### The exercise
Retype the full set of records. Keep every character identical.

── Task inputs ──

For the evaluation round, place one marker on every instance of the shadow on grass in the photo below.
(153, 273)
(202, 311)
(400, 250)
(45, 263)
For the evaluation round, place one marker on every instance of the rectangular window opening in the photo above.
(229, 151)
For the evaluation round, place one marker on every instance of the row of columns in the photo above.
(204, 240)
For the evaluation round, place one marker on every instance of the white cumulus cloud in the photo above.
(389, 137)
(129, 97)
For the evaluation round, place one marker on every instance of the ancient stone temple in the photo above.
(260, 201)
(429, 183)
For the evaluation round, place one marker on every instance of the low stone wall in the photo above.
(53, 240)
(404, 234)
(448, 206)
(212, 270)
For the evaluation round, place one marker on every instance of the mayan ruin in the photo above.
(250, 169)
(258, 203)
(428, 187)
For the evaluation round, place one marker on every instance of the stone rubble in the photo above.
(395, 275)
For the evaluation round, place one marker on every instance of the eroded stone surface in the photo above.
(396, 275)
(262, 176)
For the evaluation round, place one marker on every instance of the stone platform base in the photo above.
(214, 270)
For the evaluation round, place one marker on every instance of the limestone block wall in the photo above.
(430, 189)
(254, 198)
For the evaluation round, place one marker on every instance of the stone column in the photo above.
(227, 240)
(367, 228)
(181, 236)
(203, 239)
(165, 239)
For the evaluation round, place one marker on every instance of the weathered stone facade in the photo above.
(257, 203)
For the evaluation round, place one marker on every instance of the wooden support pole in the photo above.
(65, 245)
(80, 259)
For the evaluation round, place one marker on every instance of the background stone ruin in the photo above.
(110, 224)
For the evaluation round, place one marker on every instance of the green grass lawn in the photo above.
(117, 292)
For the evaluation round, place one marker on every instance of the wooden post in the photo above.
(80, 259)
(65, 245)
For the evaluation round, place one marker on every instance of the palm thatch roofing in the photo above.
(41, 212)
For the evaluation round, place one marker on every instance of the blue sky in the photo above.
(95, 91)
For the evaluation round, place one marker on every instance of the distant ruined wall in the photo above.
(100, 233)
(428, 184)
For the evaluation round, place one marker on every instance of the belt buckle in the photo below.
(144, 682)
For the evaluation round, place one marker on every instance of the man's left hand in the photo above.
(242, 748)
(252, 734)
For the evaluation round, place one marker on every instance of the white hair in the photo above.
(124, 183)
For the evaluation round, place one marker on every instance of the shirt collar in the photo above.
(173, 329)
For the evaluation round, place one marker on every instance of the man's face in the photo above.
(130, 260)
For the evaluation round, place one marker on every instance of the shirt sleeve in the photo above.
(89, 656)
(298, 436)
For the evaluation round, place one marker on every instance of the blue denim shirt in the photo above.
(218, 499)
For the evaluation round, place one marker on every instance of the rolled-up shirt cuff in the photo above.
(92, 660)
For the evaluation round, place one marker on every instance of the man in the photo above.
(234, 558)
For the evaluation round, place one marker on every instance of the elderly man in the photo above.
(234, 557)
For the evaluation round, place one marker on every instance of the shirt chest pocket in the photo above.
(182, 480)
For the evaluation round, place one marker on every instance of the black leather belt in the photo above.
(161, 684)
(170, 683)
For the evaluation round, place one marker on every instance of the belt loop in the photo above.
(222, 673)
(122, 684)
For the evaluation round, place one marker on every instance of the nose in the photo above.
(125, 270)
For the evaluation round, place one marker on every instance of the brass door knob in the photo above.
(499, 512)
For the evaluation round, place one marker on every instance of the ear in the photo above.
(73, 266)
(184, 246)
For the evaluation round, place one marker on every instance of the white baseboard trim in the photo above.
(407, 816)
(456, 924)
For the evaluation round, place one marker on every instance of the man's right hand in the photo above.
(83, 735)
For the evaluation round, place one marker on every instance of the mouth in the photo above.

───

### Answer to this exercise
For the evaluation round, place one marker on every instance of the shadow on grass in the photo below.
(153, 273)
(202, 311)
(400, 250)
(45, 263)
For the evaluation round, place one marker on every instance of the rectangular window opening in the photo above.
(229, 151)
For the evaluation round, place one marker on every instance of the row of columns in the photo above.
(204, 240)
For the evaluation round, place one marker on every instance of the white cumulus cloud in the photo above.
(389, 137)
(129, 97)
For the evaluation round, place one marker on every instance of the ancient stone temple in the photo above.
(260, 201)
(429, 183)
For the evaluation round, place one marker on every instance of the low stone wall in the photo above.
(53, 240)
(404, 234)
(448, 206)
(212, 270)
For the evaluation round, place one marker on every instance of the mayan ruin in the photo above.
(250, 169)
(258, 203)
(428, 187)
For the evaluation round, place one marker on every instance of the stone rubble in the photo above.
(395, 275)
For the evaluation round, place one marker on every instance of the eroded stone surface in the photo above.
(396, 275)
(262, 176)
For the evaluation round, place one marker on every instance of the stone platform base in the photo above.
(214, 270)
For the evaluation round, place one marker on every instance of the limestone block wall in the photo above.
(430, 189)
(254, 198)
For the evaluation round, place one marker on every instance of the stone column in the photo above.
(227, 240)
(367, 228)
(181, 236)
(203, 239)
(165, 239)
For the evaluation round, place one marker on every instance of the weathered stone facade in the photo above.
(257, 203)
For the evaluation round, place one marker on every instance of the wooden support pole in the photo above.
(65, 245)
(80, 259)
For the evaluation round, place one marker on every instance of the background stone ruin in the photo above.
(110, 224)
For the evaluation round, place one marker on every instance of the green grass lawn in the photo above.
(117, 292)
For the evaluation round, place one marker on every instance of the wooden post in the photo above.
(80, 259)
(65, 245)
For the evaluation round, place one marker on every instance of the palm thatch roofing in the photo above.
(41, 212)
For the evaluation round, place one marker on every instance of the blue sky in the photo above.
(95, 91)
For the evaluation round, place one marker on every instance of the distant ruined wall in the photo above.
(100, 233)
(428, 184)
For the evaluation round, place one marker on every instance of the belt buckle in the photo below.
(144, 682)
For the evaluation round, place one marker on every instance of the man's left hand in the photo above.
(242, 748)
(252, 734)
For the evaluation round, place one marker on every instance of the white hair in the photo above.
(124, 183)
For the evaluation round, place one marker on every instance of the shirt collar in the photo above.
(173, 329)
For the evaluation round, place one marker on every instance of the man's face in the photo above.
(130, 260)
For the evaluation round, place one marker on every instance of the shirt sleeve in the photo above.
(89, 656)
(298, 436)
For the evaluation round, place one marker on every instance of the blue denim shirt in the photo above.
(218, 499)
For the evaluation round, place one marker on every instance of the rolled-up shirt cuff in the photo above.
(92, 660)
For the evaluation round, place one marker on every instance of the man in the photo above.
(234, 558)
For the evaluation round, place one marker on every instance of the elderly man in the photo above.
(234, 557)
For the evaluation round, place one marker on every instance of the shirt chest pocket in the photo above.
(182, 480)
For the evaluation round, place one marker on every instance of the black leather belt in the photo above.
(161, 684)
(170, 683)
For the evaluation round, place one marker on every instance of the belt loop in the photo above.
(222, 673)
(122, 684)
For the evaluation round, place one marker on every instance of the nose in the photo above.
(125, 270)
For the evaluation round, place one marker on every instance of the brass door knob in the photo above.
(499, 512)
For the evaluation round, place one marker on every instance of the ear in the photo above.
(73, 266)
(184, 246)
For the evaluation round, place one marker on every instance of the white baseboard trim in the photo above.
(407, 816)
(456, 924)
For the evaluation round, place one marker on every instance of the man's right hand in the photo above.
(83, 735)
For the evaluation round, place one marker on every instance of the mouth in the photo above.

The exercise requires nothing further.